Go through the material and copy every line in which "drawer" appears.

» Available data:
————————

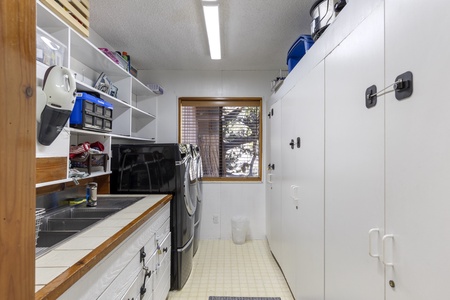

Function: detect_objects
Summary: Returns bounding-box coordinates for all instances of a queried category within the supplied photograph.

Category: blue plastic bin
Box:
[70,92,113,132]
[286,35,314,72]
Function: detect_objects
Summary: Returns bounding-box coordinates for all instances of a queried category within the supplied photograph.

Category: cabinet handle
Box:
[140,247,146,263]
[289,139,295,149]
[382,234,394,266]
[268,173,273,184]
[368,228,380,258]
[163,247,168,253]
[291,185,299,209]
[140,266,152,296]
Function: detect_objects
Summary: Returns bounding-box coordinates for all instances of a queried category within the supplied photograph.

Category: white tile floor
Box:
[168,239,294,300]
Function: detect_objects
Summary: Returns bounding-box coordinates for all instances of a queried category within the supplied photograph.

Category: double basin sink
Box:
[36,196,144,257]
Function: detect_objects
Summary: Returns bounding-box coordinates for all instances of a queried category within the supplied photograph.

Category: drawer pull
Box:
[140,266,152,296]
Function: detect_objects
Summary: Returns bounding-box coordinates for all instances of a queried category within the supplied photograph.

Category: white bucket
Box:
[231,216,249,245]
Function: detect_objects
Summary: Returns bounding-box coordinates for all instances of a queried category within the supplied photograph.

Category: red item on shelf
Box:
[69,142,90,158]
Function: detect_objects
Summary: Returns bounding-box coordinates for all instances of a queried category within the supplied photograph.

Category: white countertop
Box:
[35,194,169,293]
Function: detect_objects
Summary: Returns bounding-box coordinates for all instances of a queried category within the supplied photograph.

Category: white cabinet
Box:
[153,232,171,300]
[384,0,450,299]
[60,203,170,300]
[280,84,301,294]
[266,100,282,260]
[293,62,324,299]
[324,4,385,300]
[36,1,158,187]
[276,62,325,299]
[269,1,450,299]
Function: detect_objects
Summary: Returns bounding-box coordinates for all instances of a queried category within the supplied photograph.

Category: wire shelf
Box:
[35,208,46,245]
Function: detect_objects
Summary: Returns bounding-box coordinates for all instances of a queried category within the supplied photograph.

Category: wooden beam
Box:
[0,0,36,299]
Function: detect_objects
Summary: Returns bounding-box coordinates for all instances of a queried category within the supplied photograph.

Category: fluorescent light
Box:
[202,2,221,60]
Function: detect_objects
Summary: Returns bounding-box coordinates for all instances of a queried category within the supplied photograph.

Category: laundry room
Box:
[2,0,450,299]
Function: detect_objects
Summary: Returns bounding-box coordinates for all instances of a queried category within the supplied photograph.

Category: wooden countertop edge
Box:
[35,194,172,300]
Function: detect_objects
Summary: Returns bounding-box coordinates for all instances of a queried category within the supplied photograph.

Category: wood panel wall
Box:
[0,1,36,299]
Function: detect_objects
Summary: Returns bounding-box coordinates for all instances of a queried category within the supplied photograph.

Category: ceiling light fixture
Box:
[202,1,221,60]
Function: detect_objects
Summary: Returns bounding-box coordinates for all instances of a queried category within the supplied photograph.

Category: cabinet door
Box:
[280,82,302,294]
[280,62,325,299]
[324,4,385,300]
[267,100,283,260]
[385,1,450,299]
[294,61,325,299]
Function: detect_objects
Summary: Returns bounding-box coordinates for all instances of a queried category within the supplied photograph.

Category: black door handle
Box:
[289,139,295,149]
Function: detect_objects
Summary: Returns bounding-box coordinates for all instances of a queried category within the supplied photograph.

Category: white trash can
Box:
[231,216,248,245]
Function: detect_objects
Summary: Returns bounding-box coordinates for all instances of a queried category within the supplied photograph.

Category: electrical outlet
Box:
[213,214,219,224]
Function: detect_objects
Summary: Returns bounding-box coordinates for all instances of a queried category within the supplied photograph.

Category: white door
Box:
[267,100,283,260]
[324,4,385,300]
[385,1,450,299]
[281,81,302,294]
[295,61,325,299]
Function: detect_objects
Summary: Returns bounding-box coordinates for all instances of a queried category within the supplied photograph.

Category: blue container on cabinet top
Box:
[286,35,314,72]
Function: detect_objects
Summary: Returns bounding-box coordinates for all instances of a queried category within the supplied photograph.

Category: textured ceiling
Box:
[90,0,317,71]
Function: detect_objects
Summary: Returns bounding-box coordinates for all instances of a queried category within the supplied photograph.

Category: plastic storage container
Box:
[231,216,249,245]
[70,92,113,132]
[286,35,314,72]
[36,27,66,66]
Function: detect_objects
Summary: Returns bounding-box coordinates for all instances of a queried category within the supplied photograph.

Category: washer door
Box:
[183,156,197,216]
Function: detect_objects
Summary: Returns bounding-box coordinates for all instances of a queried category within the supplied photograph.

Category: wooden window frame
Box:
[179,97,263,182]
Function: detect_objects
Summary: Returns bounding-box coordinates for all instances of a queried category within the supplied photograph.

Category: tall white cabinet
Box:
[267,0,450,299]
[324,5,385,300]
[268,62,325,299]
[290,62,324,299]
[267,100,282,261]
[384,0,450,298]
[280,80,302,295]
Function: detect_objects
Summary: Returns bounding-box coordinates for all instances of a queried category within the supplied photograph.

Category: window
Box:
[179,97,262,181]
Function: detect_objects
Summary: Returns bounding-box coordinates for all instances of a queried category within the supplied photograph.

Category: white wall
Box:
[138,70,275,240]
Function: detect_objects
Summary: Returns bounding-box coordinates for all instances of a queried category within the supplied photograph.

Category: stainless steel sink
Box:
[46,218,103,231]
[35,196,145,257]
[36,231,78,248]
[95,196,144,209]
[48,208,121,219]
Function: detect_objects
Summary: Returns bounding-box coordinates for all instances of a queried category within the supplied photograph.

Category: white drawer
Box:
[154,233,171,294]
[156,218,170,245]
[157,232,171,265]
[153,245,171,300]
[150,203,170,234]
[98,231,156,300]
[141,252,157,300]
[120,273,141,300]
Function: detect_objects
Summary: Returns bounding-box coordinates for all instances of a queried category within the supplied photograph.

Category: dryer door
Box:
[196,155,203,203]
[183,156,197,216]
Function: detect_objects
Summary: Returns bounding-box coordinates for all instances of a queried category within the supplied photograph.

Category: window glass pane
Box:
[180,98,261,180]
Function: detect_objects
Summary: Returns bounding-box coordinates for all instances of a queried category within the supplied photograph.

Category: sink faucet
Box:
[86,182,98,207]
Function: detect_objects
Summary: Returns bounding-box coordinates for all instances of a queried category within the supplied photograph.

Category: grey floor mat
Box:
[209,297,281,300]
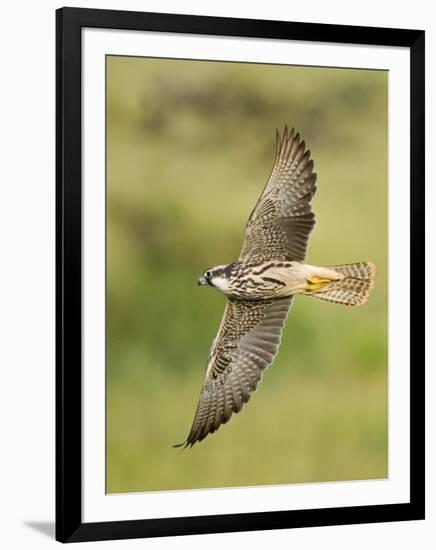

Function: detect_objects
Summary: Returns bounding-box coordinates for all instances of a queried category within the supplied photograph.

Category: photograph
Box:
[0,0,429,547]
[106,55,388,494]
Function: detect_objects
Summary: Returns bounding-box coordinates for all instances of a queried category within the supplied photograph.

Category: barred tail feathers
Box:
[306,262,376,307]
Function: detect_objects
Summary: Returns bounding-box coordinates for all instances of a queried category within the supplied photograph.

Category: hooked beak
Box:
[197,276,208,286]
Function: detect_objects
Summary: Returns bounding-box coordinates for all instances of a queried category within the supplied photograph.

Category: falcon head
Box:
[197,262,239,293]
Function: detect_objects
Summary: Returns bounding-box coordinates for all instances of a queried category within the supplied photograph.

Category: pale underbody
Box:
[209,261,344,300]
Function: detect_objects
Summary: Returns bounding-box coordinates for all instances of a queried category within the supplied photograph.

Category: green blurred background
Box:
[106,56,388,493]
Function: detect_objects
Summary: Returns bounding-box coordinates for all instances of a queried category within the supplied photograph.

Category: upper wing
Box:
[176,296,293,447]
[239,126,317,262]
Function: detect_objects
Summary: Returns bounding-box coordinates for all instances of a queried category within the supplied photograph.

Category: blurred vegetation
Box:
[106,56,388,493]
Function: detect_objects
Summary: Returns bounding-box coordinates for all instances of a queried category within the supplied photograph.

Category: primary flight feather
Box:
[175,126,375,448]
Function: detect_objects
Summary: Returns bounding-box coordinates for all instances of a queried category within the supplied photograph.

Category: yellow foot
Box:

————————

» Response to the task:
Category: drawer pull
Category: white drawer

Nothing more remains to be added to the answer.